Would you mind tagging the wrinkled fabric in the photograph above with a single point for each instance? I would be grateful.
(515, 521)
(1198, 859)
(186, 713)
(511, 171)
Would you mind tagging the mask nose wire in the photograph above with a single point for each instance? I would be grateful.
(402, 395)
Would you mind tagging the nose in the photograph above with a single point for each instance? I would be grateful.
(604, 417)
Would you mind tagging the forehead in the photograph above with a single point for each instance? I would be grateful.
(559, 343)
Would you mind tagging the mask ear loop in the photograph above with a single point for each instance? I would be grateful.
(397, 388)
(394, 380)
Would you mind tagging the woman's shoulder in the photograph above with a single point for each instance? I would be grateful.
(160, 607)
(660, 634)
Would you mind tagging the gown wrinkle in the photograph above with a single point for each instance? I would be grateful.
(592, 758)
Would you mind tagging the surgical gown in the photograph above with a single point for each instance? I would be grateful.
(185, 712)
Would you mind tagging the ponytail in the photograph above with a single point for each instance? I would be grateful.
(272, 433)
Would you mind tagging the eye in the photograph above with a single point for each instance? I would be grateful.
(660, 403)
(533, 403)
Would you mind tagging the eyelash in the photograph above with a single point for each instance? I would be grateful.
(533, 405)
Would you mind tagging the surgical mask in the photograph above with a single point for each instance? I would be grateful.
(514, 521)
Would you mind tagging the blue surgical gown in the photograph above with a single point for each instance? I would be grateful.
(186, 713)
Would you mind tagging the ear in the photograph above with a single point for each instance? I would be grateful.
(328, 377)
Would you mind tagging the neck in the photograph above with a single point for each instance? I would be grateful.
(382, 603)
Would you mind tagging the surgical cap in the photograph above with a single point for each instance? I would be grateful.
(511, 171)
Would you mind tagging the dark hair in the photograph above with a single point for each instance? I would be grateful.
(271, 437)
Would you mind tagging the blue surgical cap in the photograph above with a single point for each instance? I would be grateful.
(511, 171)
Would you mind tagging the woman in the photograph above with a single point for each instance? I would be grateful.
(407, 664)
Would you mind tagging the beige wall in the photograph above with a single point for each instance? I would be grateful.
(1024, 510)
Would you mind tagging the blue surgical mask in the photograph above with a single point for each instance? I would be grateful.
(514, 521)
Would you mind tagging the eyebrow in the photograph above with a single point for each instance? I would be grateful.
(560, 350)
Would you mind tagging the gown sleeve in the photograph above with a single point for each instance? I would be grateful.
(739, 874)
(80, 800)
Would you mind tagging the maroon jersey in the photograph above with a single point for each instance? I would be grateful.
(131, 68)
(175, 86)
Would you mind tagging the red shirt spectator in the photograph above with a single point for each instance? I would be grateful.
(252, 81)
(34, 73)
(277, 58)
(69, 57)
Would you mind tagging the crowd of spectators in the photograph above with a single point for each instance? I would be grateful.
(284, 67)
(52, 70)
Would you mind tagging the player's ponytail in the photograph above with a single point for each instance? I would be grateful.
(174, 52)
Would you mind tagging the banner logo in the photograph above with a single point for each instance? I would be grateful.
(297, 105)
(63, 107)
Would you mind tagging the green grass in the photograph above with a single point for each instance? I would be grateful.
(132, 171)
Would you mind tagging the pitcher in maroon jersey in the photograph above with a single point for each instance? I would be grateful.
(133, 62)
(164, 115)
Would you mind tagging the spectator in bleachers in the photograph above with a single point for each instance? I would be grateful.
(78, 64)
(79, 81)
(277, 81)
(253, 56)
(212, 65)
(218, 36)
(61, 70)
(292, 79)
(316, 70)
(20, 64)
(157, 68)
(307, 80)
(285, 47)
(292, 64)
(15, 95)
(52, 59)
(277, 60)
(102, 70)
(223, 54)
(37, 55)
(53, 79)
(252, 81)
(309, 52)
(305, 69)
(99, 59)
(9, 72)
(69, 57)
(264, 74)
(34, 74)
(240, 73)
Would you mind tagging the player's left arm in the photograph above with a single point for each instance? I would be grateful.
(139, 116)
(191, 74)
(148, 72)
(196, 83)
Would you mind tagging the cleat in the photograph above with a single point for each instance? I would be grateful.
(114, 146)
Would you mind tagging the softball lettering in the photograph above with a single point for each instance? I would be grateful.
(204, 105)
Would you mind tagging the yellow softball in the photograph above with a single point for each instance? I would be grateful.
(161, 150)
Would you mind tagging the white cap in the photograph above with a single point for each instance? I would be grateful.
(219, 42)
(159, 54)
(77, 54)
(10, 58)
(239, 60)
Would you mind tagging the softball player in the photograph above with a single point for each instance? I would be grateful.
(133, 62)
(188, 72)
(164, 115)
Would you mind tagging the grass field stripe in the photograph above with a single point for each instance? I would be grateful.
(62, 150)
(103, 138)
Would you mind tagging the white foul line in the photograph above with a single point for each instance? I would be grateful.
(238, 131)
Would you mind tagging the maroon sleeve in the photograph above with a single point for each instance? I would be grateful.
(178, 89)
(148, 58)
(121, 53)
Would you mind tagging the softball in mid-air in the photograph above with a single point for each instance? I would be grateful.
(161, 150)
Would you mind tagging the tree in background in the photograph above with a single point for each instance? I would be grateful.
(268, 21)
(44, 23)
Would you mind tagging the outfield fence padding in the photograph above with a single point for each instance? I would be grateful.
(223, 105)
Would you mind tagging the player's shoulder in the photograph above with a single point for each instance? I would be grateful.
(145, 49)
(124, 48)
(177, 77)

--

#### Your instructions
Extract the full listing above without altering anything.

#### Response to the task
Would you mind tagging the wrinkled fabric in the photograph above with a single point for each instance? I would be grateful.
(515, 521)
(1198, 859)
(186, 713)
(511, 171)
Would you mind tagging the mask nose wire in the photograph above with a single point for each instance? I would be grateful.
(402, 395)
Would you mind tagging the nose in the photograph above with a single point for each instance? I would be grateful.
(604, 417)
Would you mind tagging the forehead in the photograph above with a single point for each instance? I would be grateful.
(559, 343)
Would you mind tagging the mask ear loop in the photograph above with a single point for each instance? I would be grateful.
(397, 388)
(394, 380)
Would you mind tagging the woman's shoulder in the photograph above with a single point for each instance? I would be grateful.
(160, 607)
(660, 634)
Would you mind tagging the gown wrinkle in the photograph above with a single point for each instance? I would be grateful.
(592, 758)
Would you mind tagging the surgical gown in the photograph above with a single point for each instance? I would be grateful.
(185, 712)
Would you mind tagging the ponytail in the photograph above with a single point for each instance? I would be grateful.
(272, 433)
Would you mind tagging the eye in the photograph above with a single point for each instance? I would be grateful.
(660, 403)
(533, 403)
Would you mind tagging the eyelash in the photograph above with a single point for each instance? I would be grateful.
(533, 405)
Would you mind tagging the surgical mask in the photograph above with a single point for each instance? I would be grateful.
(514, 521)
Would you mind tagging the blue surgical gown in the photograph above with a single point for each instance? I would be grateful.
(186, 713)
Would you mind tagging the ear in the photograph above with a single point for each instance? I would be grateful.
(328, 377)
Would you mind tagging the neck in the photograph above with a single point for each instance? I would be grateful.
(382, 603)
Would you mind tagging the surgical cap in the photograph above with a single point for each instance? I would be grateful.
(511, 171)
Would you mind tagging the dark hair in the photograph above with a single point for each instance? I would be grateful.
(271, 437)
Would you mind tagging the blue surgical cap in the photograph above with a single point for each instance? I would be grateful.
(511, 171)
Would you mind tagging the woman in the photograph above with a single point for each instance? I would be grateful.
(407, 664)
Would you mind tagging the beige wall in the photograph above with a single point for each instance? I would be grateful.
(1024, 510)
Would you mind tagging the blue surgical mask in the photograph above with a single point for each instance? I would be grateful.
(514, 521)
Would you mind tagging the eyebrow in the photograph above with a single point for each instance? I would be grateful.
(560, 350)
Would you mind tagging the gown sleeve in the photograph above with a single point for each instance? I would be grateful.
(739, 874)
(80, 800)
Would you mind tagging the maroon jersey in the photograph above with a single point for each instance? I would be grateful.
(131, 68)
(175, 86)
Would you mind tagging the red shirt spectator in the photograph above with a single point for each instance? I would be grateful.
(252, 81)
(34, 73)
(277, 58)
(69, 57)
Would you mind tagging the crowd of spectators in the photograph above with a single point for each instance? I would be grateful.
(284, 67)
(52, 70)
Would you mind tagging the player's ponytail in the photograph above with a single point for each instance? I would be grateful.
(174, 52)
Would you mind tagging the banner logo in the photograph above with a single point for each instance? I would be grateful.
(297, 105)
(63, 107)
Would you mind tagging the green grass in the photograph above with a single point for each instance? I would be grateful.
(132, 171)
Would you mind tagging the pitcher in maroon jersey in the photograph above with a single point for each instance? I would be grateful.
(133, 62)
(164, 115)
Would you mind tagging the spectator in bleachers in the photograph above with a single point for each instance? I would be grateful.
(78, 64)
(79, 81)
(277, 81)
(253, 56)
(212, 65)
(218, 36)
(61, 70)
(292, 79)
(316, 70)
(20, 64)
(157, 68)
(307, 80)
(285, 47)
(292, 64)
(15, 95)
(52, 59)
(277, 60)
(102, 70)
(223, 54)
(37, 55)
(53, 79)
(252, 81)
(309, 52)
(305, 69)
(99, 59)
(9, 72)
(69, 57)
(264, 74)
(34, 74)
(240, 73)
Would you mind tagging the player's left arm in the photograph above with a single point for each instance? I would be grateful.
(139, 116)
(191, 74)
(148, 72)
(196, 83)
Would you mind tagging the cleat in the photograph above with a single point for each instance? I would be grateful.
(114, 146)
Would you mind tagging the softball lettering in the photograph above with a single point for each instance? I would be grateful.
(204, 105)
Would you mind tagging the yellow softball in the photograph above with a single point for each instance? I would be grateful.
(161, 150)
Would you mind tagging the white cap in the photograph above with a single point for each instance? I would be grateful.
(219, 42)
(159, 54)
(77, 54)
(10, 58)
(239, 60)
Would you mind tagging the softball player in the photograph above with a single point for each instance? I would be grateful.
(133, 62)
(188, 72)
(164, 115)
Would you mind tagging the grass field stripe in the photograph above with a single point for each instance? I would be grateful.
(62, 150)
(103, 138)
Would you mind tagging the white foul line in the photograph above with a single point for each instance? I would be grateful.
(238, 131)
Would you mind tagging the maroon sleeve in the photograph above with a single point for each instance? I would be grateful.
(178, 89)
(148, 58)
(121, 53)
Would you mind tagging the softball in mid-air in the photograph above with a single point for each instance? I would be grateful.
(161, 150)
Would you mind tagging the tree in background in the photograph above with a single point for each instance? I would be grateful.
(268, 21)
(44, 23)
Would you mind tagging the outfield fence padding in the photograph above with a single point for each instance? I would be grateful.
(223, 105)
Would you mind tagging the player's shoulder in the photograph above with a single point for each instance? I would be grateful.
(145, 49)
(124, 48)
(177, 77)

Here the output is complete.